Provided records:
-*-*-

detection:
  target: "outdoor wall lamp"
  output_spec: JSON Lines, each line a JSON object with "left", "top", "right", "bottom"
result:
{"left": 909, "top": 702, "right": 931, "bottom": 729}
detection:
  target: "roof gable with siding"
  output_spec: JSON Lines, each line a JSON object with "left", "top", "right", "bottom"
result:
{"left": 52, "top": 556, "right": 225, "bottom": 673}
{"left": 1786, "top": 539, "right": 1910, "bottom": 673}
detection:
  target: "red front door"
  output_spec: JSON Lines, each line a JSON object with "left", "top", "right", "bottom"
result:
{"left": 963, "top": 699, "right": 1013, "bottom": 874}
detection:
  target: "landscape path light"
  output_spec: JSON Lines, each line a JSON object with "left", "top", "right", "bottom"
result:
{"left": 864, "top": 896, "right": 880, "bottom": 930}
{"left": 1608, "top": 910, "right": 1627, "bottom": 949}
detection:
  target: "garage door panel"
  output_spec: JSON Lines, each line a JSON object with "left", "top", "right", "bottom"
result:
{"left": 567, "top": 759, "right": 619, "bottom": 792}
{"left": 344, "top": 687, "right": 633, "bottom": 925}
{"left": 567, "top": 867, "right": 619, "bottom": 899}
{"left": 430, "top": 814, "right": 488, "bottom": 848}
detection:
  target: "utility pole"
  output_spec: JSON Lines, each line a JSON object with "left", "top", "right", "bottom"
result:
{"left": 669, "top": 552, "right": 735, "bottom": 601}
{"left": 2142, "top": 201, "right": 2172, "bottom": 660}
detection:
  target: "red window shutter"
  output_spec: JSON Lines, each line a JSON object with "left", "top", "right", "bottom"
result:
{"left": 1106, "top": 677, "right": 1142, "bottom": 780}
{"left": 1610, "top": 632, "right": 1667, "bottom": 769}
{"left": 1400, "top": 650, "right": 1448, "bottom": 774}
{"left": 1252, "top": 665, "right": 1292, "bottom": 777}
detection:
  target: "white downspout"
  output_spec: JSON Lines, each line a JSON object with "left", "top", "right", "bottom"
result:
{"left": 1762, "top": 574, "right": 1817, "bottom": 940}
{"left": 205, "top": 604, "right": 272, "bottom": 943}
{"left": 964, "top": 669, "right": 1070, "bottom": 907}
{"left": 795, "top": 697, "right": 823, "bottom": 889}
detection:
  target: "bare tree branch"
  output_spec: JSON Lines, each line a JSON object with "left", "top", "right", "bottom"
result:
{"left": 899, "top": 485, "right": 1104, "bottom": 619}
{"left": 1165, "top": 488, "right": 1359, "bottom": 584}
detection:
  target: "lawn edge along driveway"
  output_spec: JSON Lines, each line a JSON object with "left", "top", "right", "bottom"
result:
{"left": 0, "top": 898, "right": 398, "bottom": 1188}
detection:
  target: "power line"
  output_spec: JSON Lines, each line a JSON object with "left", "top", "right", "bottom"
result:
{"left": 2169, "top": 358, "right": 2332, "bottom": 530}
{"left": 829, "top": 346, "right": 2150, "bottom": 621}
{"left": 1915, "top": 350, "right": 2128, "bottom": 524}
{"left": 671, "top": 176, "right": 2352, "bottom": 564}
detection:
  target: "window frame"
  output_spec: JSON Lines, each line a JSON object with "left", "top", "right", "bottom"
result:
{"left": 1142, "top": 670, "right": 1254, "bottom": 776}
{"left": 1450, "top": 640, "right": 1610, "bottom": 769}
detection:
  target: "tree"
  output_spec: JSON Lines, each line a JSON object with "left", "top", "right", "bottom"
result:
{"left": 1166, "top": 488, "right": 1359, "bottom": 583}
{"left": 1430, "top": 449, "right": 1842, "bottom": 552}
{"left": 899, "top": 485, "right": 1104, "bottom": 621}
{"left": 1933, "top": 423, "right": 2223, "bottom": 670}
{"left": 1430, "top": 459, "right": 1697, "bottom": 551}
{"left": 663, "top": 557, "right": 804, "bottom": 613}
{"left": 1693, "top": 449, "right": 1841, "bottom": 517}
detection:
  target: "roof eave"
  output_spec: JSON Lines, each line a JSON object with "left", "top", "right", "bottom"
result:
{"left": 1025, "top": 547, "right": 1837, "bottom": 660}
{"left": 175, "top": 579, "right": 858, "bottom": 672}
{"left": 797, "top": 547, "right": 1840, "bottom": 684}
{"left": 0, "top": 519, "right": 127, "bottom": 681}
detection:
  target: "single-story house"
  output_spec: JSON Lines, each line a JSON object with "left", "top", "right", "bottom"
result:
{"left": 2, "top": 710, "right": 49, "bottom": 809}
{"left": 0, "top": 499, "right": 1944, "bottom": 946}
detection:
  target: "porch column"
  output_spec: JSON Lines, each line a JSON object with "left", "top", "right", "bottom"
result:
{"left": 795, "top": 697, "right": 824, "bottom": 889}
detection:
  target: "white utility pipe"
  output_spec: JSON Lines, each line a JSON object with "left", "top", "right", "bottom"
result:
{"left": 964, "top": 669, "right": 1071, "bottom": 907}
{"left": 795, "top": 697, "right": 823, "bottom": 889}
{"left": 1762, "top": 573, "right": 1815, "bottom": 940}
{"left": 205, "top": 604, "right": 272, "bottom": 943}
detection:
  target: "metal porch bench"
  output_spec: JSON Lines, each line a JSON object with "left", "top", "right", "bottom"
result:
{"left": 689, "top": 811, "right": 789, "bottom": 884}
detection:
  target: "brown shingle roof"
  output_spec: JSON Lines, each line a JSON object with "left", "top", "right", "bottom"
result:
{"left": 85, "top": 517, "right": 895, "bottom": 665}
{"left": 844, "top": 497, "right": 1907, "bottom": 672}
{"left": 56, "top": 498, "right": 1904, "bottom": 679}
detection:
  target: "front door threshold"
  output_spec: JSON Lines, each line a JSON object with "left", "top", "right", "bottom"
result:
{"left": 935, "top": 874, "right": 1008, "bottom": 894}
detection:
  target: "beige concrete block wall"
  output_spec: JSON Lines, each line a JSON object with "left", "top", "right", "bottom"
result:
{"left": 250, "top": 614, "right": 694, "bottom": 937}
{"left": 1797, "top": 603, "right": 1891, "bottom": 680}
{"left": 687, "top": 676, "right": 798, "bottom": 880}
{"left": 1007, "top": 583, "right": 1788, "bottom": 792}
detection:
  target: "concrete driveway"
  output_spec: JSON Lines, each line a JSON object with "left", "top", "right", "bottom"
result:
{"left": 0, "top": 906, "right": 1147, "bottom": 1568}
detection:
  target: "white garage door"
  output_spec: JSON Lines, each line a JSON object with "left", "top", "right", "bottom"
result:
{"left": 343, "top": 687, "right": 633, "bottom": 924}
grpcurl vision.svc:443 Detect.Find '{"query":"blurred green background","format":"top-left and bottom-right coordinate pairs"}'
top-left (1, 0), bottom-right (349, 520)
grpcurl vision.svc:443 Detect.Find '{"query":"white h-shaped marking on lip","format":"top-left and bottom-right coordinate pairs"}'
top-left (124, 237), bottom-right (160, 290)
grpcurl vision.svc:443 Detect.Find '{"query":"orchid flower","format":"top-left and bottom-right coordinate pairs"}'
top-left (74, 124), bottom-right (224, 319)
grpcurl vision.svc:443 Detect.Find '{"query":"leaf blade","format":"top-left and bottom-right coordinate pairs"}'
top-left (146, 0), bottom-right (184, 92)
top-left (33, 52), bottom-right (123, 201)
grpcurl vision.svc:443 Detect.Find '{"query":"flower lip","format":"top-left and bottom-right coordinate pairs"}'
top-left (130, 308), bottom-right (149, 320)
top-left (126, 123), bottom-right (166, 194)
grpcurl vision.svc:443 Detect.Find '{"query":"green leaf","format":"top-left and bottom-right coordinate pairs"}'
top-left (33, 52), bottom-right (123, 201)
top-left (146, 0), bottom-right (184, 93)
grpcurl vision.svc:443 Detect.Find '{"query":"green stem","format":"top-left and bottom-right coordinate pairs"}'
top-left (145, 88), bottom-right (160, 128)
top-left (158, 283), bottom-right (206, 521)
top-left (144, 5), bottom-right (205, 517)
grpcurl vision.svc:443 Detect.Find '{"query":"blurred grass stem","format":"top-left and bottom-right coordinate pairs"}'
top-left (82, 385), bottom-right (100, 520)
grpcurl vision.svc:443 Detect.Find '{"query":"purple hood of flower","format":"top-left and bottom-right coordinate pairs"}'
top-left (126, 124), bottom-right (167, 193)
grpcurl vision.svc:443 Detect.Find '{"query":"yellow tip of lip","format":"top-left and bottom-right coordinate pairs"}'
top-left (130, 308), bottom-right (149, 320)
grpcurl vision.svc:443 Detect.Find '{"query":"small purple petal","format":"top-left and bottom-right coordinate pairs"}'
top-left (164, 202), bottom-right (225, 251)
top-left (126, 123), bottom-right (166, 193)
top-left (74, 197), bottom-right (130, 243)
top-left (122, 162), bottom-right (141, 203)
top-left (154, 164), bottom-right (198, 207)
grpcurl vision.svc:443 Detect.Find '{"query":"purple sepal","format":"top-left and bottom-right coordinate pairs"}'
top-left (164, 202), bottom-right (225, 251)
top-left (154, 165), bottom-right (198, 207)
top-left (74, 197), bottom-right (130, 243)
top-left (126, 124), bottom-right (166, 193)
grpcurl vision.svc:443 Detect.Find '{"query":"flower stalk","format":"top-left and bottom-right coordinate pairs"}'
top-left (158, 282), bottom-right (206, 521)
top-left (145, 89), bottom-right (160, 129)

-*-*-

Instructions to follow: For each line above that contains "tree", add one to a count, then state only the final number.

Written answer: 2